» **What is required**
Return, without alteration, the stretch of entries below running from the line that contains "Where can the knuckle" through the line that contains "column 292, row 290", both included.

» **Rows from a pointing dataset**
□ □ □
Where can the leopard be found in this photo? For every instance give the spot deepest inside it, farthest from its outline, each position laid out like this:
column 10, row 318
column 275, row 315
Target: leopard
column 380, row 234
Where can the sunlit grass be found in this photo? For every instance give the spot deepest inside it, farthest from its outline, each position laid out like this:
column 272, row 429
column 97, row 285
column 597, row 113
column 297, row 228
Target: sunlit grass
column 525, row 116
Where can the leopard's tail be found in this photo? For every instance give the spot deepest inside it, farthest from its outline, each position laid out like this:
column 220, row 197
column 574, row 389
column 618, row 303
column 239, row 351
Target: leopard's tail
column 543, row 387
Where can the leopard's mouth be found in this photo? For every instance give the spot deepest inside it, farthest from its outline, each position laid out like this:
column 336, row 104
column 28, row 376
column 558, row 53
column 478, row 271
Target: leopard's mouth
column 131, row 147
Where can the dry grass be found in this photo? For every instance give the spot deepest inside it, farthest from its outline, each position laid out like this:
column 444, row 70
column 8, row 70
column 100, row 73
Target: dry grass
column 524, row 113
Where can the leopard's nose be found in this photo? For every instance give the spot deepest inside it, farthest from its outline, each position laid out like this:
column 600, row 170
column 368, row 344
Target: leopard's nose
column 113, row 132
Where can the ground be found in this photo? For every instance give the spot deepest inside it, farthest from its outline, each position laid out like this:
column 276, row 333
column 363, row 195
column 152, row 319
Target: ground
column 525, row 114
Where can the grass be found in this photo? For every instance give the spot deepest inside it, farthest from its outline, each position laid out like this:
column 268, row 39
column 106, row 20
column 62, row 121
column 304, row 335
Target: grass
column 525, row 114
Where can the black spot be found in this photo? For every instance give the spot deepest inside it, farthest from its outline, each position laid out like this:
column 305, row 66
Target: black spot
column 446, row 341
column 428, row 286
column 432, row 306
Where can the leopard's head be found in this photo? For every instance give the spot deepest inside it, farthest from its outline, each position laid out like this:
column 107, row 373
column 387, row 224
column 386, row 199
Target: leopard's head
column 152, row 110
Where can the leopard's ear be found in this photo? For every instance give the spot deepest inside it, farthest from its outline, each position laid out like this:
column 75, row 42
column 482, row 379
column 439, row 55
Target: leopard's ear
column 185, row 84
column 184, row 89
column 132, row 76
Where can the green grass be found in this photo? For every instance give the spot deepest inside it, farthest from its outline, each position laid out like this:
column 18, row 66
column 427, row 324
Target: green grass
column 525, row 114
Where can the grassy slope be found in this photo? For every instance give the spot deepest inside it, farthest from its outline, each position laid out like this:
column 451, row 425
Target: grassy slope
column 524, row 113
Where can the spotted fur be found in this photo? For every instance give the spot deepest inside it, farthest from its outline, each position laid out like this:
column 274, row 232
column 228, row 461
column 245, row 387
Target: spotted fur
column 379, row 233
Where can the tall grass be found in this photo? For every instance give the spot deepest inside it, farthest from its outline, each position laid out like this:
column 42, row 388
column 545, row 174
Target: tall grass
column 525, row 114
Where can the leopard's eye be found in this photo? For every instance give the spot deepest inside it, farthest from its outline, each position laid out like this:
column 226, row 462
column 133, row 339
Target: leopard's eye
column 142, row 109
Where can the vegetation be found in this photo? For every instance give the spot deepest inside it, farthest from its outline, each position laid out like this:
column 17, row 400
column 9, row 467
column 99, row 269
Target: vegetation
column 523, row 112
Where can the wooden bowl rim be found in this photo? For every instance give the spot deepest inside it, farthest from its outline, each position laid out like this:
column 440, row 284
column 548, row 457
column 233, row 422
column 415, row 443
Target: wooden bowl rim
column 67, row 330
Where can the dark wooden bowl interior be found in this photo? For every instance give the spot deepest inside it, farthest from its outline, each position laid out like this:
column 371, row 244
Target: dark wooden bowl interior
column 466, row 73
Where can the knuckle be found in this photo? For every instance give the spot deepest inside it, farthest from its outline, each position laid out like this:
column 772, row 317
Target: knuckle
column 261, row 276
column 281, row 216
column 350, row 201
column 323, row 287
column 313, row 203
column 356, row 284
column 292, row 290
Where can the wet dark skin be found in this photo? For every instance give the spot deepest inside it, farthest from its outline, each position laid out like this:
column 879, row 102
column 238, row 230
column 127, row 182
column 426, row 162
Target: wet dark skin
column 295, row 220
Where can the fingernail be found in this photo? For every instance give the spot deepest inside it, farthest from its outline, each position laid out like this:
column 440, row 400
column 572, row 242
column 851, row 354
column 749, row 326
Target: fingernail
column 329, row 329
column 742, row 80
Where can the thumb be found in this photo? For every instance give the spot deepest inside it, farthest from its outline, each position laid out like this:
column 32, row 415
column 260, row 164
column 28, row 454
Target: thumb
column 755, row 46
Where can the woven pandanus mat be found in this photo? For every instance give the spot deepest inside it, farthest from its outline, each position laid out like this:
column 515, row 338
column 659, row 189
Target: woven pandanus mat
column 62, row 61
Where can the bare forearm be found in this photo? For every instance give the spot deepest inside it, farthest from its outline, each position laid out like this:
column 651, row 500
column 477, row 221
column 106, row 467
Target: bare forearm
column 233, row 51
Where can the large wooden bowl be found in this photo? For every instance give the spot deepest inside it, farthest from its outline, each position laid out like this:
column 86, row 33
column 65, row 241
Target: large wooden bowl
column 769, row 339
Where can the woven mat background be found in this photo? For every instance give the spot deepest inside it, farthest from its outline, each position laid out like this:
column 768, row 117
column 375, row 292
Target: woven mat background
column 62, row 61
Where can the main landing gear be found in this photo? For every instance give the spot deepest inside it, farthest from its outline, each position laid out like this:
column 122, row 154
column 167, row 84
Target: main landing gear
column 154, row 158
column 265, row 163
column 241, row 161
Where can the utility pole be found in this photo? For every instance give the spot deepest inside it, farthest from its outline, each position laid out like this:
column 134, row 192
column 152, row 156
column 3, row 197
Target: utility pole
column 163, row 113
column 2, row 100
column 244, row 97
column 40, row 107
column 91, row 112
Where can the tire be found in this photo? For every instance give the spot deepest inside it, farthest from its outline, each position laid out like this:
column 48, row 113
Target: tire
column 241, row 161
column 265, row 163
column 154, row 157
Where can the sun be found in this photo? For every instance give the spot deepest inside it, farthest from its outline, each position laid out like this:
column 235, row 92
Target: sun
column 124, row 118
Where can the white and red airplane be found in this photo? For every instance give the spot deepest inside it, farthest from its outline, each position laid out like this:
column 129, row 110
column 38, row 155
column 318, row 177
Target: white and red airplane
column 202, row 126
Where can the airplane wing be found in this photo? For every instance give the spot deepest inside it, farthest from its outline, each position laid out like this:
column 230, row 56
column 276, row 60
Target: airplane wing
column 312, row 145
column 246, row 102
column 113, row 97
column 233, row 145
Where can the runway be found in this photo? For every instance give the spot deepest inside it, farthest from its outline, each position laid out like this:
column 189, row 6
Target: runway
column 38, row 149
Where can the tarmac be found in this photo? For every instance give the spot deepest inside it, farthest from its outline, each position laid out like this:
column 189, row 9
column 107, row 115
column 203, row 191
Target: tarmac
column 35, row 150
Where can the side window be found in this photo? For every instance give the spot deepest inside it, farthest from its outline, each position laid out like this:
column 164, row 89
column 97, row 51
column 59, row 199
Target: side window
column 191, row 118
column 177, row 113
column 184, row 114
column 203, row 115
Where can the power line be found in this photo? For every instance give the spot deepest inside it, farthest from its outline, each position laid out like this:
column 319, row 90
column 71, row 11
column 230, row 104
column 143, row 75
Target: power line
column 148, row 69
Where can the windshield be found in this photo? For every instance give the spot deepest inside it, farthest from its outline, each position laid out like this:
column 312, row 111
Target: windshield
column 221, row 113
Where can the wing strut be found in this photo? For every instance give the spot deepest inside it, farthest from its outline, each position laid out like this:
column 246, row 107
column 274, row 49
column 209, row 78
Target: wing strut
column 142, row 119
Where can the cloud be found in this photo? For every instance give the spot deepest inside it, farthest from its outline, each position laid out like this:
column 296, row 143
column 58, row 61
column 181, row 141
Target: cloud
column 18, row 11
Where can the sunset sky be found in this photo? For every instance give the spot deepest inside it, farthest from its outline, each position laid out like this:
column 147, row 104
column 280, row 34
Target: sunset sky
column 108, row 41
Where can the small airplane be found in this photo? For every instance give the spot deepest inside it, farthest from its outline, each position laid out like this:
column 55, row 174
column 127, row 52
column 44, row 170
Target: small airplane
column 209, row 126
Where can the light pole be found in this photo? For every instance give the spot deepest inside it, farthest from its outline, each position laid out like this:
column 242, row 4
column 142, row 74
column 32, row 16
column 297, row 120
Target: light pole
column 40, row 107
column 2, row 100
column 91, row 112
□ □ □
» **Task answer**
Where can the knuckle be found in this photo? For every instance give the spot deepest inside it, farthest from its outline, each position laid out like this:
column 772, row 317
Target: knuckle
column 261, row 276
column 281, row 216
column 350, row 201
column 323, row 287
column 313, row 203
column 356, row 284
column 292, row 290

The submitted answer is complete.